===== VORLIEGENDER TEXTAUSZUG =====

Weiter heißt es unter

"A.2.9 Mehrwertsteuer
Mehrwertsteuer erstatten wir nur, wenn und soweit diese für Sie bei der von Ihnen gewählten Schadenbeseitigung tatsächlich angefallen ist. Die Mehrwertsteuer erstatten wir nicht, soweit Vorsteuerabzugsberechtigung besteht."

Im Gutachten ist für das Fahrzeug des Klägers ein Wiederbeschaffungswert ohne Mehrwertsteuer (sog. Nettowiederbeschaffungswert) ausgewiesen. Ferner hatte der Gutachter einen Restwert ohne Mehrwertsteuer (sog. Nettorestwert) von rd. 5.900 € und mit Mehrwertsteuer (sog. Bruttorestwert) von 7.000 € ermittelt. Dem lag ein von ihm eingeholtes verbindliches Kaufangebot eines Autohändlers (Kaufinteressentin) zugrunde, das auf "7.000 € (incl. MwSt.)" lautete. Die Beklagte erstattete dem Kläger den Nettowiederbeschaffungswert abzgl. des Bruttorestwerts von 7.000 € und einer Selbstbeteiligung von 150 €. Der Kläger meint, da er nicht vorsteuerabzugsberechtigt sei, dürfe neben der Selbstbeteiligung nur der Nettorestwert von 5.900 € in Abzug gebracht werden. Die Differenz von rd. 1.100 € macht er mit der Klage geltend.

Das AG gab der Klage statt; das LG wies sie ab. Auf die Revision des Klägers hob der BGH das Berufungsurteil auf und verwies die Sache zur neuen Verhandlung und Entscheidung an das LG zurück.

===== DATENSÄTZE =====

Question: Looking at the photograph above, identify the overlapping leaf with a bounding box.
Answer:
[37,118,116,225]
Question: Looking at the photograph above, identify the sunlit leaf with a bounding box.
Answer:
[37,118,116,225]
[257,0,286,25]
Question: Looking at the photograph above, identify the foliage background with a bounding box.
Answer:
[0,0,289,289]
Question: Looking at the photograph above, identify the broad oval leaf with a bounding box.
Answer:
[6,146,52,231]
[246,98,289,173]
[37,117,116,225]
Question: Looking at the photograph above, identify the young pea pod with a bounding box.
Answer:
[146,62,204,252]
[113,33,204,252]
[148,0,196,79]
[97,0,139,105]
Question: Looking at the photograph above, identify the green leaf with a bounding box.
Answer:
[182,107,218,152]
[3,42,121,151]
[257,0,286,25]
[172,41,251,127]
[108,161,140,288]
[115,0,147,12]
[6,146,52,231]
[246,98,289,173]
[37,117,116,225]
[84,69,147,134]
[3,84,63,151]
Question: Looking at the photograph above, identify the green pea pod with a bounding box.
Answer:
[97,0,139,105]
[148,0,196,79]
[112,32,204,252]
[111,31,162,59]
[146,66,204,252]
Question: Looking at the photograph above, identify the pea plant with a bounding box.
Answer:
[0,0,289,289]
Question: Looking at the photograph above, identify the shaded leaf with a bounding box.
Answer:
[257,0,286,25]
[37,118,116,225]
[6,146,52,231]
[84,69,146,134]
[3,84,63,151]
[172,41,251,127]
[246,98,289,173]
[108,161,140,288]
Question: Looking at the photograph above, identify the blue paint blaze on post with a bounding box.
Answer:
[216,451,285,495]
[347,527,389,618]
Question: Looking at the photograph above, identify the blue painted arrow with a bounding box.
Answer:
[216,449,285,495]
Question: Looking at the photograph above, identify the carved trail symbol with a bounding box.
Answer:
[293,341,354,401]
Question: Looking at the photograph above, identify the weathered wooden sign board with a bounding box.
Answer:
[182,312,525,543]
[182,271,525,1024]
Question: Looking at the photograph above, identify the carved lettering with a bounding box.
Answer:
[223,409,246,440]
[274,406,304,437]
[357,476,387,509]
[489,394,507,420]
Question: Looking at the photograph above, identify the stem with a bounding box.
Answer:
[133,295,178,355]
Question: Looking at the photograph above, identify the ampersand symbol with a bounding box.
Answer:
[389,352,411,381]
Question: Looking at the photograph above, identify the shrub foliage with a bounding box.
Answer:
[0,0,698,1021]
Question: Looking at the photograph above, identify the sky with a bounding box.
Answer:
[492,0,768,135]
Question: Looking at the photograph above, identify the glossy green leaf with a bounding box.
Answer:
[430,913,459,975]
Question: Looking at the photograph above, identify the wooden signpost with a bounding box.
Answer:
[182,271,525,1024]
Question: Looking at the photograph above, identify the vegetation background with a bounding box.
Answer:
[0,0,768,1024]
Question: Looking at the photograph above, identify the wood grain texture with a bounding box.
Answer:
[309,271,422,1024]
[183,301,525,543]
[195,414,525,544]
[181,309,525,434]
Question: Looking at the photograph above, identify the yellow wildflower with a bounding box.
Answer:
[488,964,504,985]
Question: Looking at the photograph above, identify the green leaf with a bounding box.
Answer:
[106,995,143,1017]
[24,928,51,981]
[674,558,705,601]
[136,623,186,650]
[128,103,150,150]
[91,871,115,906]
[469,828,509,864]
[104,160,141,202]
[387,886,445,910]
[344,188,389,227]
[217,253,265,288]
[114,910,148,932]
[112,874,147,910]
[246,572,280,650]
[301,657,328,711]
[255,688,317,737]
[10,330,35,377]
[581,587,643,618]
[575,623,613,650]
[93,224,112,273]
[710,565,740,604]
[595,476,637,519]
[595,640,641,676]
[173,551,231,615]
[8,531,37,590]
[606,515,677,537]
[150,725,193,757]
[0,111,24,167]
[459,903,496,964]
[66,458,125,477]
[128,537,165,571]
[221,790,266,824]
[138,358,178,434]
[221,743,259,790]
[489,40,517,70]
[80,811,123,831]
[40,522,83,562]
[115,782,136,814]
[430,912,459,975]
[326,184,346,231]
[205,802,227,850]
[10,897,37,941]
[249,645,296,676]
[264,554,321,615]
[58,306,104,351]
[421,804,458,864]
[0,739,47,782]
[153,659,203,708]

=====

- AUFGABEN -
(a) Gib den Abschnitt des Textauszugs zwischen „Das AG gab der“ und „das LG zurück.“, beide eingeschlossen, wortgetreu wieder.
(b) Tausche in der Auflistung „wildflower“ gegen „blossom“ aus, und zwar von der Zeile mit „Question: Looking at the photograph above, identify the shrub“ bis zum Ende der Auflistung einschließlich. Gib nur diese Zeilen wieder und lass alles Übrige unverändert.
Der Textauszug und die Auflistung sind voneinander unabhängiges Material.

- ERGEBNISSE JE AUFGABE -
(a)
Das AG gab der Klage statt; das LG wies sie ab. Auf die Revision des Klägers hob der BGH das Berufungsurteil auf und verwies die Sache zur neuen Verhandlung und Entscheidung an das LG zurück.

(b)
Question: Looking at the photograph above, identify the shrub foliage with a bounding box.
Answer:
[0,0,698,1021]
Question: Looking at the photograph above, identify the sky with a bounding box.
Answer:
[492,0,768,135]
Question: Looking at the photograph above, identify the glossy green leaf with a bounding box.
Answer:
[430,913,459,975]
Question: Looking at the photograph above, identify the wooden signpost with a bounding box.
Answer:
[182,271,525,1024]
Question: Looking at the photograph above, identify the vegetation background with a bounding box.
Answer:
[0,0,768,1024]
Question: Looking at the photograph above, identify the wood grain texture with a bounding box.
Answer:
[309,271,422,1024]
[183,301,525,543]
[195,414,525,544]
[181,309,525,434]
Question: Looking at the photograph above, identify the yellow blossom with a bounding box.
Answer:
[488,964,504,985]
Question: Looking at the photograph above, identify the green leaf with a bounding box.
Answer:
[106,995,143,1017]
[24,928,51,981]
[674,558,705,601]
[136,623,186,650]
[128,103,150,150]
[91,871,115,906]
[469,828,509,864]
[104,160,141,202]
[387,886,445,910]
[344,188,389,227]
[217,253,265,288]
[114,910,148,932]
[112,874,147,910]
[246,572,280,650]
[301,657,328,711]
[255,688,317,737]
[10,330,35,377]
[581,587,643,618]
[575,623,613,650]
[93,224,112,273]
[710,565,740,604]
[595,476,637,519]
[595,640,641,676]
[173,551,231,615]
[8,531,37,590]
[606,515,677,537]
[150,725,193,757]
[0,111,24,167]
[459,903,496,964]
[66,458,125,477]
[128,537,165,571]
[221,790,266,824]
[138,358,178,434]
[221,743,259,790]
[489,40,517,70]
[80,811,123,831]
[40,522,83,562]
[115,782,136,814]
[430,912,459,975]
[326,184,346,231]
[205,802,227,850]
[10,897,37,941]
[249,645,296,676]
[264,554,321,615]
[58,306,104,351]
[421,804,458,864]
[0,739,47,782]
[153,659,203,708]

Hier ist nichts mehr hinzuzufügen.